GM had to come up with a replacement. Launched for 1977, the new Pontiac-developed four-cylinder engine was a response to the overreaching of General Motors in the late sixties with the ill-fated powerplant used in the series of H-body subcompacts. This so-called “Iron Duke” was the polar opposite of the Vega motor. Gone was the linerless aluminum block and overhead camshaft, replaced by cast iron and pushrods. It seemed like a retrograde step, but at this point, GM was more concerned with avoiding warranty repairs and class action lawsuits than trying to match expensive European kit with a flashy spec sheet.

The design of The Duke was very similar to an earlier Chevy four-cylinder engine introduced in 1961, but no parts were interchangeable. The Duke also featured a relatively short stroke and longer connecting rods for less vibration and more power at lower revs; GM was well aware that most Americans were not going to go all Italian- or Honda-style and rev the crap out of their motors to get power.

Iron Duke Engine Early 2
source: General Motors

High-revving, high-powered thrills? You aren’t going to get that with an Iron Duke. In base form, this 2.5-liter mill pumped out a mere 85 horsepower. It’s one of those motors that nobody loved, but everyone bought, simply because GM used this lackluster engine in absolutely everything. The front-drive “X” cars received the Duke as a standard engine, as well as the related larger, later “A” bodies.

Entries for bounding box labeling:

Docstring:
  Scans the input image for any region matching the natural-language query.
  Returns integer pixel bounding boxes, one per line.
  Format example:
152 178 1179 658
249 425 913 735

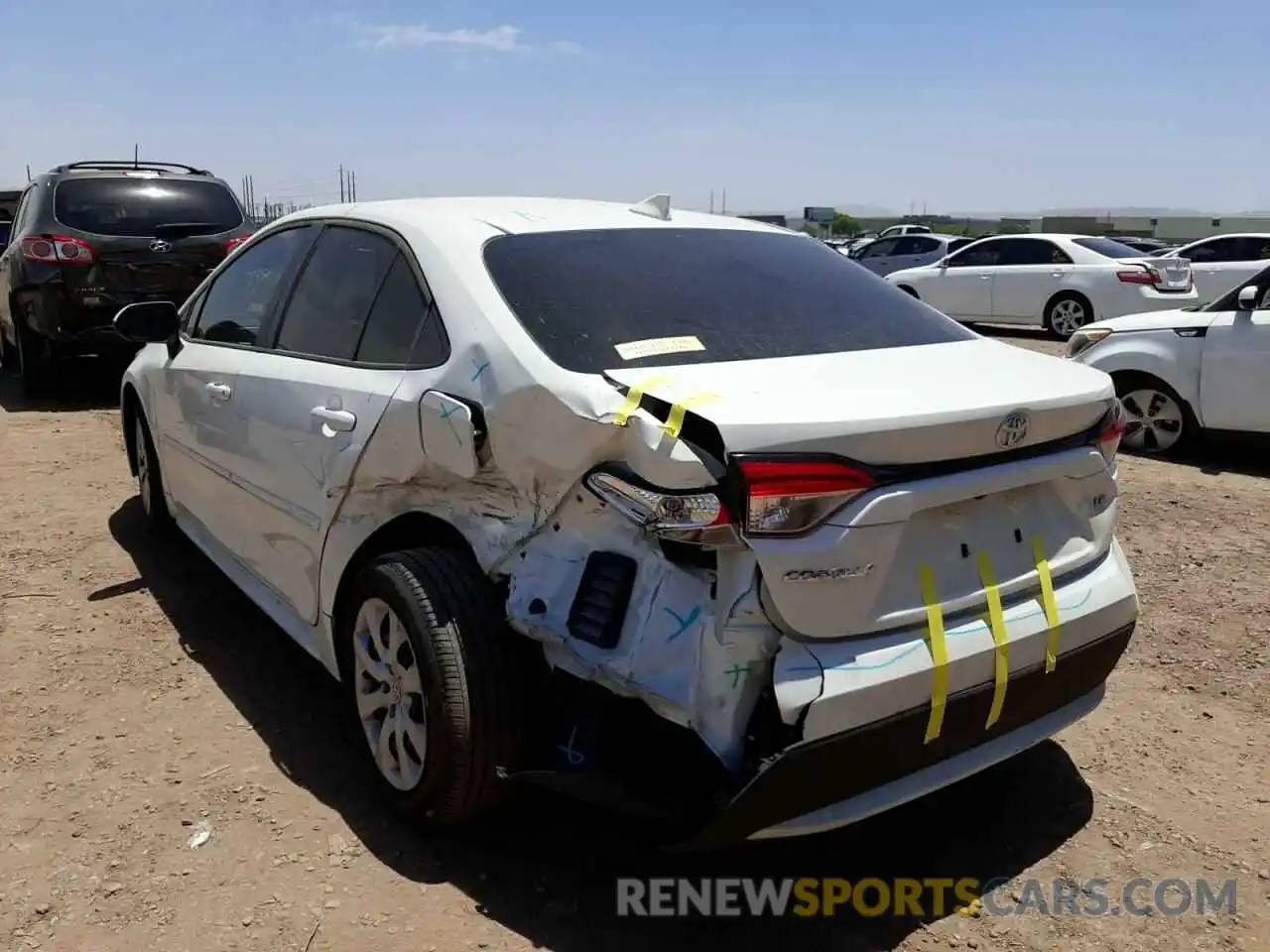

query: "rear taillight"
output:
585 470 735 544
1115 266 1160 285
1098 400 1129 463
738 457 874 536
22 235 95 264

_WHAT TO PRODUCE:_
Reproduce the entire passage on the Iron Duke engine above, word for word.

_SOLUTION:_
GM had to come up with a replacement. Launched for 1977, the new Pontiac-developed four-cylinder engine was a response to the overreaching of General Motors in the late sixties with the ill-fated powerplant used in the series of H-body subcompacts. This so-called “Iron Duke” was the polar opposite of the Vega motor. Gone was the linerless aluminum block and overhead camshaft, replaced by cast iron and pushrods. It seemed like a retrograde step, but at this point, GM was more concerned with avoiding warranty repairs and class action lawsuits than trying to match expensive European kit with a flashy spec sheet.

The design of The Duke was very similar to an earlier Chevy four-cylinder engine introduced in 1961, but no parts were interchangeable. The Duke also featured a relatively short stroke and longer connecting rods for less vibration and more power at lower revs; GM was well aware that most Americans were not going to go all Italian- or Honda-style and rev the crap out of their motors to get power.

Iron Duke Engine Early 2
source: General Motors

High-revving, high-powered thrills? You aren’t going to get that with an Iron Duke. In base form, this 2.5-liter mill pumped out a mere 85 horsepower. It’s one of those motors that nobody loved, but everyone bought, simply because GM used this lackluster engine in absolutely everything. The front-drive “X” cars received the Duke as a standard engine, as well as the related larger, later “A” bodies.